▶ **Quoted passage**
<<<<

A concern for some parties has been the potential financial impact on low-income drinkers. Our modelling does not support these concerns. We estimate that spending would fall in most groups. Rather than spending more to maintain their level of consumption, most drinkers tend to reduce their consumption and spend less on alcohol as a result. Spending is only estimated to increase in the higher-income groups. It is worth noting from the graph that these spending changes are fairly small. The largest reduction is €159, but most reductions are in the tens of euros. When one compares that against how much high-risk drinkers spend on alcohol per year - an average of over €5,000 - we are not making much of a dent in people's alcohol spending. Spending is not the significant factor; it is the pattern of consumption, and who is affected by those consumption patterns.
All research has limitations. Our aim, which we hope to talk about in greater detail, is to be transparent about these and help policy makers understand their implications for our estimates. Some of the key limitations of the SAPM include our assumption that prices of products above the minimum unit price threshold will be totally unaffected. We assume that prices below the threshold come up to the threshold and everything above it is unaffected. This is unlikely to be the case in reality because, for instance, Diageo is unlikely to want Smirnoff to become the cheapest vodka on the market. We are likely to see what we call premiumisation - products being pushed up to assume a certain place in the market. What that means is that we are probably underestimating the impact of the policy. Our estimates are probably a little conservative.

>>>>

▶ **Brief**
List every proper name of a company, brand, or model that appears in the passage on alcohol minimum unit pricing.

▶ **Dataset content**
<<<<

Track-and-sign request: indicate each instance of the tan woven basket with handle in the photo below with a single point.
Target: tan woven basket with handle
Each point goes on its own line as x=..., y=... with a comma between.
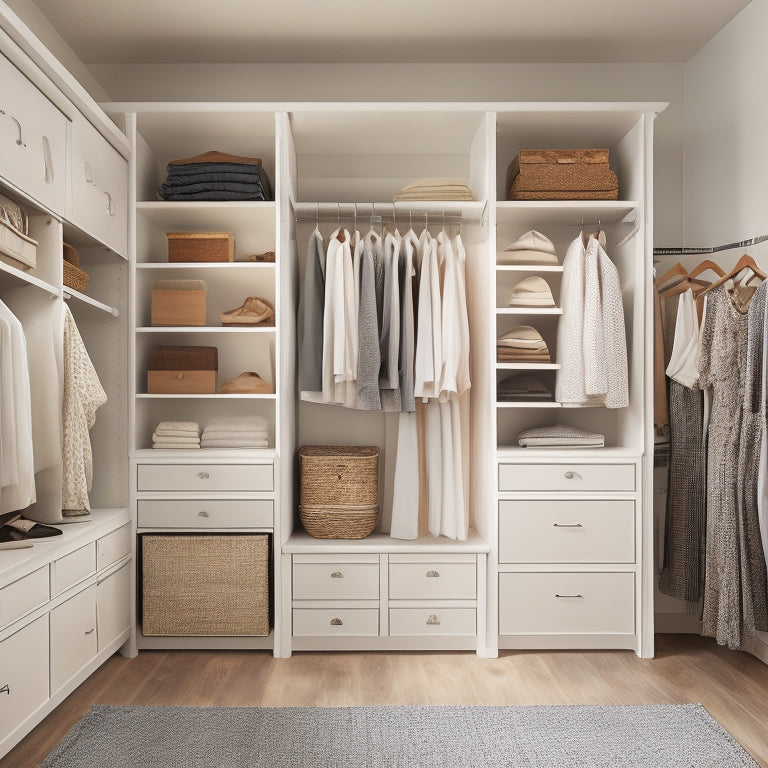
x=339, y=490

>>>>

▶ **Task answer**
SAPM, Diageo, Smirnoff